QUOTED TEXT:

►

Speaking of Saga…in this case a much brighter story as Saga Communications is giving their shareholders a special cash dividend on top of their normal one.  The company has, reportedly, paid out almost $53 million in dividends to their stockholders since 2012 and is saying they plan on continuing to do so.  Saga owns 75 FM and 33 AM stations including a cluster in Bellingham, WA.  Kudos to Saga for proving that it is possible to make money with Radio.

Part of the recent iHeart/Entercom/CBS shuffle involved the old 102.9/KELA-FM on Capital Peak.  Until recently the call letters on the station were KFOO, now changed to KFNY.  One of the trades mentioned this shuffle and called the area served as Centralia/Tacoma.  I have to admit I was a bit taken back by the lumping of those two locations together.  The City of License for 102.9 is Centralia.

This brings up the question, with the Main Studio Rules going away in January, it is not time to do away with the City of License criteria also?  Here in the Seattle area, we have a lot of stations that identify with the Seattle area, whose city of license is a city other than Seattle.

Look at Television – Channel 11 and 13 are licensed to Tacoma.  Granted the FCC allowed dual city IDs a long time ago.

FM Radio is another example – 106.1, 97.3, 103.7 etc. all have a COL of Tacoma.  (This is why when you hear KIRO-FM do their ‘Legal ID’  they always say “ KIRO-FM, Tacoma, Seattle’.

Then there are stations like 97.7/KOMO-FM – whose City of License (COL) is Oakville.  You will hear this once in a while as they do their Legal ID.  Another is 99.3/KDDS.  Their COL is Elma.  How about 106.9/KWRM?  Their COL is Bremerton.

◄

INFORMATION SUPPLIED:
►

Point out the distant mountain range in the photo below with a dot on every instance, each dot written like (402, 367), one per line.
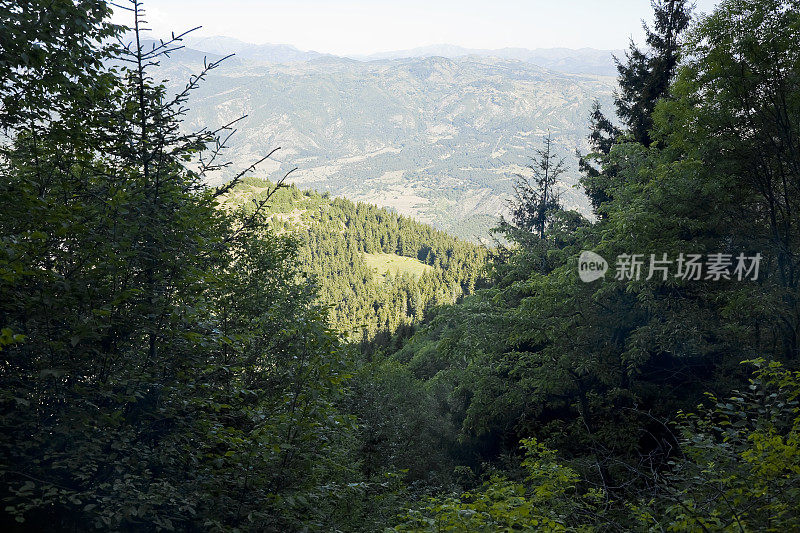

◄

REQUEST:
Continue the column on Seattle-area broadcast stations and their cities of license, starting right after its final sentence about 106.9/KWRM.

EXERCISE RESPONSE:
Is the whole City of License thing just as out of date as the Main Studio Rules?  If you don’t have to have a Main Studio in your City of License….Why should a broadcaster be forced to Identify the COL on the air?  Allow me to pick up KOMO for a moment.  Who benefits from having the station say Oakville once an hour?  What purpose does It serve other than to keep the Commish happy?

Whereas broadcast stations (today) are no longer based on a specific location but are based on where their coverage contours fall in respect to co-channel and adjacent channel technical considerations, why not drop the dated COL requirement altogether and permit broadcasters to identify with any city whose boundaries are totally within the coverage of the station?

Another example of the FCC ‘funky thinking’, how is it that a translator can identify with a city that is many miles away?  Where is the logic here?

Oh well – I can dream

It’s always a sad day when we lose someone in our business.  The following was posted to the SBE-16 Remailer on the 20th of December –

Hatfield & Dawson sorrowfully report that a valued member of our
engineering staff, Michael Mehigan, P.E., passed away suddenly and
unexpectedly in the small hours of the morning on December 15, 2017, at
the age of 44.

While not an SBE member himself, and while his work with H&D focused
primarily on public safety and transit two-way radio systems, Mike would
be known to a number of SBE members through his prior employment with
the FCC.  Mike came to work for H&D ten years ago following a stint as a
Field Agent with the FCC Seattle field office.  Before that, Mike worked
for two years as an engineer in the FCC Audio Division in Washington
DC.  Mike held a BS in Electrical Engineering from Virginia Polytechnic.

Mike is survived by his wife Kristen, and two daughters aged five and
one.  A memorial has not yet been scheduled.

Stephen S. Lockwood, P.E., PMP, President
Hatfield & Dawson Consulting Engineers

Tegna, owner of many major TV Stations, including operations in Seattle, Portland, Spokane, Boise and Denver recently announced they were purchasing KFMB-TV in San Diego.  Included in the purchase is the KFMB AM and FM Radio Stations.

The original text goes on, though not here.